_TO DO_
Could you please repeat the data below word for word?

_Saved entries_
━━━━━━━━

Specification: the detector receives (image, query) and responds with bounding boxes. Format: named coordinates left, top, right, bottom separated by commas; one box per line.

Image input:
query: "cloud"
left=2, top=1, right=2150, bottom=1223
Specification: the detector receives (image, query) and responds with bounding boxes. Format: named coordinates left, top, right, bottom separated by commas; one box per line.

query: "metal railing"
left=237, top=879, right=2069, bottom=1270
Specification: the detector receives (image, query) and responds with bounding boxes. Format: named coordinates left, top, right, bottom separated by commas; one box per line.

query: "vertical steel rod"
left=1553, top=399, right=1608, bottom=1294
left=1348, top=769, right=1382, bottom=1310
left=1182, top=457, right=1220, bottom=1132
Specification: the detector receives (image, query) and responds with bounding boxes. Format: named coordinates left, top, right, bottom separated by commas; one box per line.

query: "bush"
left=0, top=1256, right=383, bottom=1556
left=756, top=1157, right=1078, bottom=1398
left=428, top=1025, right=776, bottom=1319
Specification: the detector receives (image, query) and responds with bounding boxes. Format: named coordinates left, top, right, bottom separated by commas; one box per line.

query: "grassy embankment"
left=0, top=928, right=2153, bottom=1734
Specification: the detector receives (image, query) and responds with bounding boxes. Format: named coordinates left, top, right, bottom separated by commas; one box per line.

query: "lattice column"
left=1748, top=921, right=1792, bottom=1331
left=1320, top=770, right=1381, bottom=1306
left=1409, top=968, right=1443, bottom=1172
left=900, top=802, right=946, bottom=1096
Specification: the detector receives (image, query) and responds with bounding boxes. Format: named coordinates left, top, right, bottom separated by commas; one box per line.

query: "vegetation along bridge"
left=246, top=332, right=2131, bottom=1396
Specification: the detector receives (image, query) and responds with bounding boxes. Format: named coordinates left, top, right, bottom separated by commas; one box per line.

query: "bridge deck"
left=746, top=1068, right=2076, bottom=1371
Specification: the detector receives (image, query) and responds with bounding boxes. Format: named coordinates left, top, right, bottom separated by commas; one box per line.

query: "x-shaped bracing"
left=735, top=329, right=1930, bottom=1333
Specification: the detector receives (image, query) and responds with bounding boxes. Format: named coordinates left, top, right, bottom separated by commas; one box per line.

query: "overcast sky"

━━━━━━━━

_REPLY_
Specification: the detector receives (image, query) and responds with bounding boxes. Format: named coordinates left, top, right, bottom separated by commas; one box per line.

Image input:
query: "cloud"
left=2, top=1, right=2150, bottom=1223
Specification: the detector receives (image, query) and responds with bounding boxes. Format: named coordinates left, top, right, bottom separated by commas; one box per line.

query: "metal railing"
left=237, top=879, right=2069, bottom=1270
Specification: the detector receives (image, query) and responds with bounding boxes. Format: named coordinates left, top, right, bottom separated by commas; one box per line.

query: "vertical steel rod"
left=1553, top=399, right=1608, bottom=1294
left=1348, top=769, right=1382, bottom=1310
left=1182, top=457, right=1220, bottom=1132
Specification: the detector receives (image, query) and responds with bounding boxes. Format: named coordinates left, top, right, bottom separated by commas; one box per line.

query: "bush"
left=0, top=1256, right=383, bottom=1556
left=756, top=1157, right=1078, bottom=1398
left=428, top=1025, right=776, bottom=1319
Specification: the detector receives (image, query) and responds with bounding boxes. Format: named coordinates left, top, right, bottom separated by commas; one box per line.

query: "grassy embankment"
left=0, top=928, right=2153, bottom=1734
Specification: the detector receives (image, query) and responds with bounding boxes. Format: named coordinates left, top, right, bottom separated by commas; one box per line.

query: "lattice column"
left=1748, top=921, right=1792, bottom=1331
left=1320, top=770, right=1381, bottom=1306
left=1409, top=968, right=1443, bottom=1172
left=900, top=802, right=946, bottom=1096
Specification: the detector receives (image, query) and responds with bounding boxes. Format: named coordinates left, top, right, bottom separated by commas; one box per line.

query: "vegetation along bridge"
left=246, top=332, right=2131, bottom=1396
Specification: the detector receives (image, query) and responds with bounding boxes. Format: named coordinates left, top, right, bottom separated by commas; one box per line.

query: "bridge deck"
left=746, top=1068, right=2076, bottom=1371
Specification: the detector receives (image, query) and responds with bounding boxes. Format: named coordinates left, top, right, bottom separated by commas; one box per line.

query: "x-shaped bracing"
left=735, top=329, right=1930, bottom=1333
Specification: the detector receives (image, query) and responds with bounding boxes. Format: named coordinates left, top, right, bottom separated by commas; one box per line.

query: "overcast sky"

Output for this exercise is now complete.